Answers From Bishop Berg

Sharing his prayerful insights and reflection on Psalm 21, Bishop Stephen J. Berg, illustrates the true role of the shepherd in a time where the local and universal church need drawn back into the tender arms and green pastures of the Good Shepherd who is the example for all bishops and priests.  

In Sacred Scripture Psalm 23 paints a picture of a shepherd. King David describes the Lord as our Shepherd and how he loves and guides us. What are some of the traits of Jesus our Shepherd explained to us in Psalm 23?

  • I believe that Psalm 23 speaks directly to the reason why we are here, why we follow our faith. It is the Lord who is our shepherd who provides all that we need or want. It is Jesus who feeds us on the most personal level with his Body and Blood. It is Jesus who gives us all meaning, the reason for all life, Jesus who is our shepherd.

What do you, as our bishop, take from Psalm 23?

  • It is humbling to be called to such a great task (of service.) I pray constantly for the graces to be a gentle and loving shepherd and to sustain and protect my flock bringing my people together in gratitude under the one, true shepherd. Jesus’ example is a living presence to me. He protects and guides me too, even or especially in my stubbornness, always leading me to see the goodness he brings to each one of his beloved children which are entrusted to me.

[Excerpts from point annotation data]
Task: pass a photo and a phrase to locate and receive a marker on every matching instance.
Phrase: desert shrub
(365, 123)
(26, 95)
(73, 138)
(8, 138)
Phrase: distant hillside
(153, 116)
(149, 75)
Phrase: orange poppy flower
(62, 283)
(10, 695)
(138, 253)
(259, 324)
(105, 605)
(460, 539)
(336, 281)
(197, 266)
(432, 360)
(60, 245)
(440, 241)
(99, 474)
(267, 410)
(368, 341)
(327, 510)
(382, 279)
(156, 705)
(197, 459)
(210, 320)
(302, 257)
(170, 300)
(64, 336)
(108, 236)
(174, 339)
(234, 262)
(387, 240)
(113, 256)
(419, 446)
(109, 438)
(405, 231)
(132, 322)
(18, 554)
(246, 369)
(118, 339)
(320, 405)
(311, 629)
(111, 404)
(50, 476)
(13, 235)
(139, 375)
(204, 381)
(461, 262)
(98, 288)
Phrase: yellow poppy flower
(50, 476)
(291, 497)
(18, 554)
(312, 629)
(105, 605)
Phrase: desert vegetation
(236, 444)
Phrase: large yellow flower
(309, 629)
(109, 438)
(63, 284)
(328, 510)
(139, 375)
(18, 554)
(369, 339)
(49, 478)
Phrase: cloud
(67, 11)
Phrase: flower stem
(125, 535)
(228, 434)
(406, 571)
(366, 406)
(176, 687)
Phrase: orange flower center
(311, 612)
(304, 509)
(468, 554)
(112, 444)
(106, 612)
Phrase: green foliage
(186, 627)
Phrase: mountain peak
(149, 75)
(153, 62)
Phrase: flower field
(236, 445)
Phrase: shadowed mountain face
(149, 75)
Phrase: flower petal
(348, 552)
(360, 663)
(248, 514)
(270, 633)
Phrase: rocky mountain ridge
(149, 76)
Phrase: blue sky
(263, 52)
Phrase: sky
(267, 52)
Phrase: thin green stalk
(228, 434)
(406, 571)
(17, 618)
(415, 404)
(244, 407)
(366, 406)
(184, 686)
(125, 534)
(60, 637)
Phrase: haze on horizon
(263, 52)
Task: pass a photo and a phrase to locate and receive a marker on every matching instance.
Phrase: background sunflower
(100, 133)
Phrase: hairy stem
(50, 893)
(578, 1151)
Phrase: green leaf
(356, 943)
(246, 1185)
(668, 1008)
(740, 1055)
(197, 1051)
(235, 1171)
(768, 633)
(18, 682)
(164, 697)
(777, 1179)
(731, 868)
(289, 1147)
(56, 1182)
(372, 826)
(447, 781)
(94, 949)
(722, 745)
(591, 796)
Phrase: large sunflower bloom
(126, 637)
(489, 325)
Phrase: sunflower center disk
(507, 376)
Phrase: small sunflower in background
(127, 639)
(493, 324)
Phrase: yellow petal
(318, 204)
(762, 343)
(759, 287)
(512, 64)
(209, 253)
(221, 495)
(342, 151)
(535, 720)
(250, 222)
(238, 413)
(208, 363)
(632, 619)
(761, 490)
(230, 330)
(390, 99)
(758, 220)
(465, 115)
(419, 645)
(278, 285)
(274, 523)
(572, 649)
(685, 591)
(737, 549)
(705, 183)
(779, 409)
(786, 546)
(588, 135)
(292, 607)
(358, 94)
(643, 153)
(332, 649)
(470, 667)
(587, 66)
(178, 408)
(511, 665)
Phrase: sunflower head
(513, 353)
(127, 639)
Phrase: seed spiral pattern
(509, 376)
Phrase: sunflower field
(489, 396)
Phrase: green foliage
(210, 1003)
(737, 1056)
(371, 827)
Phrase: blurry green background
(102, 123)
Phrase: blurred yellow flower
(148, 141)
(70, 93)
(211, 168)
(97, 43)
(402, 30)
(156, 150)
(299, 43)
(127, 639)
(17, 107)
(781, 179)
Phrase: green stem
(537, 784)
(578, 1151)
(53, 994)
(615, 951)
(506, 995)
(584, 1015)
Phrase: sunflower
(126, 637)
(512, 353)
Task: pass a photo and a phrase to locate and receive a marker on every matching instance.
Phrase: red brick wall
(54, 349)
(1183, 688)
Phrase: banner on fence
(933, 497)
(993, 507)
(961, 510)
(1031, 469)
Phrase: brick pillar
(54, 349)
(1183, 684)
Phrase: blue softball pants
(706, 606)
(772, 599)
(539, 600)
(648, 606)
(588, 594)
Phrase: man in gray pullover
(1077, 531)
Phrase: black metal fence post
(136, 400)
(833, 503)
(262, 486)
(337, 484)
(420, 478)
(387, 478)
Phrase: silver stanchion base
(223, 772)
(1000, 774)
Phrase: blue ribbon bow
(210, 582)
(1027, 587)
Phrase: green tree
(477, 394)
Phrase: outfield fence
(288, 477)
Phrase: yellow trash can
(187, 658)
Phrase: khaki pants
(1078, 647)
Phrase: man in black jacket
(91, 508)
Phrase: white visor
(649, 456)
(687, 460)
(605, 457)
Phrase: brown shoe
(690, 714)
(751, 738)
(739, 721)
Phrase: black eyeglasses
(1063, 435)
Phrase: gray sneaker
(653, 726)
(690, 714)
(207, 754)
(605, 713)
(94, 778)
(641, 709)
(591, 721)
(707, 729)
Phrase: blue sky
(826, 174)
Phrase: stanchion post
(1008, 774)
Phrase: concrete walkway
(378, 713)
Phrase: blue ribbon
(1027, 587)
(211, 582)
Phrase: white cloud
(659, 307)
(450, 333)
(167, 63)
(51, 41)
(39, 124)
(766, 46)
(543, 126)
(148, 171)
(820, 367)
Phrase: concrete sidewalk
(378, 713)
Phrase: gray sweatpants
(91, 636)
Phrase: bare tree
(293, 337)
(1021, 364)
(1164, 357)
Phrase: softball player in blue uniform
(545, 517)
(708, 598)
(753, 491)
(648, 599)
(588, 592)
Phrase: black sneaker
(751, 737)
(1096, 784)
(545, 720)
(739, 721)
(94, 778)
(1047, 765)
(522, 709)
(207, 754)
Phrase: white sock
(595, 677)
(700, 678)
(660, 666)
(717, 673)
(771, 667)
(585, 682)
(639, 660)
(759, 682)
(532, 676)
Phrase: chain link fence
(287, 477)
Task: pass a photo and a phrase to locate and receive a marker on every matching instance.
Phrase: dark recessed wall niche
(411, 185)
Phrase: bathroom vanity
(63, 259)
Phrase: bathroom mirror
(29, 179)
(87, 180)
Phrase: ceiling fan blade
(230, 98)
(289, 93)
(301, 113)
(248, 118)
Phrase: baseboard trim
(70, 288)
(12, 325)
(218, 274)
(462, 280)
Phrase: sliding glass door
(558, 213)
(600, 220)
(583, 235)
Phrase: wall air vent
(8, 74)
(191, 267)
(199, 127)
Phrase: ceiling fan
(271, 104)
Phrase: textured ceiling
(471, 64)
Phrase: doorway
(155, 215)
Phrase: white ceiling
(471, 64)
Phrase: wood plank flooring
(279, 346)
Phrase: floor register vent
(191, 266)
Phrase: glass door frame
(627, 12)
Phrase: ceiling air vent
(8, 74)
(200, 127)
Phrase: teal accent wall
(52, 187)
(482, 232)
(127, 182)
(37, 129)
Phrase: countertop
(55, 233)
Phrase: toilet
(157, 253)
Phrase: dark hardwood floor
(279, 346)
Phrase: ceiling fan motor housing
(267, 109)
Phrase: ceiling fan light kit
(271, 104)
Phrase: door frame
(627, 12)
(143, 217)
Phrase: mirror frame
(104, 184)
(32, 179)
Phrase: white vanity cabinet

* [Prompt]: In the interview with Bishop Berg, what does he say Jesus feeds us with on the most personal level?

* [Task answer]: His Body and Blood.